### Extract to read:
How I learned what made me happy.

The Inner Peace Top

This story begins at the end of my caregiving for my elderly parents. Dad 96 and mom, 92. R.I.P. As a caregiver, you rarely ever have enough time to take care of yourself, so after many years of it, I found myself in the worst shape of my life. Getting out of shape for someone like myself was a slow process. For years, I was that guy that hit the gym about four or five days a week. Not until I'd had turned 40 did I slow down. You know, responsibilities — equals not enough hours in the day.

When I first started back, I was a good thirty pounds overweight. Not only did I look lumpy, I felt lumpy, too. The first day back, l looked in the mirror and didn't know who was looking back. I had officially let myself go.

What was even worse, when I bent over or did anything laying on the ground, it seemed the tee-shirt I was wearing would always ride up. It would expose my belly and other areas, more toward the back end of me, which I will keep to myself for the moment. How embarrassing. Believe me, I could have done without this self-awareness. I looked around, there were more people shaped like me than were not, but that realization didn't help take the sting away. In a word, I was ashamed.

Duly motivated, right after the workout I drove to Walmart and bought a workout shirt two sizes too big. And the next day, while stretching and laying down, my belly didn't show, but it did keep getting caught on the weight lifting machinery. Strike two! The "how I looked, me" was having a battle with my "conceptual mind, me," and neither was winning.

Back again the following day, I had given up and gone back to wearing what could only be called my belly-tee. That day, while on the treadmill, I noticed this woman coming out of yoga class wearing two tops; she tucked one in, and the other pulled out. One would keep her belly from showing; the other would keep her waistline from showing. Brilliant! I couldn't wait to get home and try it out.

When I had gotten home, I found that extra-large number, put it on, and tucked it into my gym shorts, and then had gotten another one, a normal-sized one, and thrown that on over the top. When I bent over — though the second top would ride up, the first top stayed snug as a bug in a rug. Eureka! I have found The Golden Chalice. The only problem was the larger top kind of "bounded up" in my shorts. As my mother might have said, "That doesn't look so nice," so I grabbed a pair of scissors and cut about four inches from the bottom up. Yeah, that's better, mom.

I had shown my roommate, who was a seamstress, and asked her, "What do you think?"

She said, "I can sew the two parts together and make them as one."

I was like, "You can do that?" It took her about fifteen minutes altogether, and that was the first thing I had ever truly designed, you know, with a little help from my friends. I wore it the next day. I had shown a few of the trainers— explained the concept, and for the most part, agreed it was a good idea for those who were sensitive to such things. That day, I worked out in it and do you know what, no tugging, but what was best, no performance-belly. No belly buttons or butt cleavage crashing the party. As you can imagine, this made me very happy. I could finally work out without being self-conscious about my parts falling out for all the world to see.

### Directive 1:
In the story about the workout top, why did the writer cut about four inches off the bottom of the larger top?
### Directive 2:
Repeat the story about the workout top word for word, between "This story begins" and "in the day.", inclusive.
### Directive 3:
In the story about the workout top, how long did it take the roommate to sew the two parts together?

### Data block:

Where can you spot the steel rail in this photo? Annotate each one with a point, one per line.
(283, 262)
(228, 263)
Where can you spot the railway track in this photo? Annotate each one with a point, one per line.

### Exercise output 1:
Tucked into the gym shorts, the larger top "bounded up," which didn't look nice. Cutting about four inches off the bottom fixed that.

### Exercise output 2:
This story begins at the end of my caregiving for my elderly parents. Dad 96 and mom, 92. R.I.P. As a caregiver, you rarely ever have enough time to take care of yourself, so after many years of it, I found myself in the worst shape of my life. Getting out of shape for someone like myself was a slow process. For years, I was that guy that hit the gym about four or five days a week. Not until I'd had turned 40 did I slow down. You know, responsibilities — equals not enough hours in the day.

### Exercise output 3:
About fifteen minutes.